SELECTED EXTRACT
[Elecraft] Random wires

David Gilbert xdavid at cis-broadband.com
Tue Oct 1 22:14:32 EDT 2013



No ... it is *not* the radiation resistance.  It is the feedpoint 
resistance.  They are not the same thing and nowhere in the section of 
the ARRL Handbook that discusses folded dipoles does it call that 300 
ohm feedpoint impedance the radiation resistance.   Go read the section 
on radiation resistance (section 3-2 or thereabouts) and you will note 
that discussion refers only to a horizontal half wave antenna being 
roughly 70 ohms and does not distinguish between whether it is a single 
wire or a folded one.

Let's try another way of looking at it.  Let's say you have a single 
half wave wire and you feed it in the middle.  The radiation resistance 
is 70-some ohms and the feedpoint resistance is equal to the radiation 
resistance plus any ohmic losses.  If you then decide to feed the thing 
several feet off center the feedpoint resistance changes but you haven't 
changed the radiation resistance at all ... it's still just a half wave 
dipole.

EXCERPTED DATA
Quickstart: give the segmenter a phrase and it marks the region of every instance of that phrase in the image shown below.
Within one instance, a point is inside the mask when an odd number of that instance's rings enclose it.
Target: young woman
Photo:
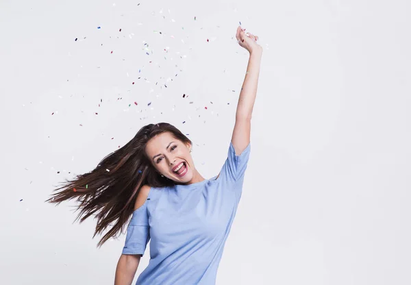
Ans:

...

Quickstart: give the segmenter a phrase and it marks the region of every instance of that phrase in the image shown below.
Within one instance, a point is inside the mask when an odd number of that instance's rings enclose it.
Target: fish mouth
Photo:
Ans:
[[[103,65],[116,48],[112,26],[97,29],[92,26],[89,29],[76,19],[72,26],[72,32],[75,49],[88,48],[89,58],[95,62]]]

WORK TO COMPLETE
a) In the post on radiation resistance, what does the feedpoint resistance of a center-fed half wave wire equal?
b) Repeat word for word the part of the post on radiation resistance that opens with the words containing "No ... it is" and closes with "a folded one.".
The records were drawn from a separate source.

TASK-BY-TASK ANSWERS
a) It equals the radiation resistance plus any ohmic losses.

b)
No ... it is *not* the radiation resistance.  It is the feedpoint 
resistance.  They are not the same thing and nowhere in the section of 
the ARRL Handbook that discusses folded dipoles does it call that 300 
ohm feedpoint impedance the radiation resistance.   Go read the section 
on radiation resistance (section 3-2 or thereabouts) and you will note 
that discussion refers only to a horizontal half wave antenna being 
roughly 70 ohms and does not distinguish between whether it is a single 
wire or a folded one.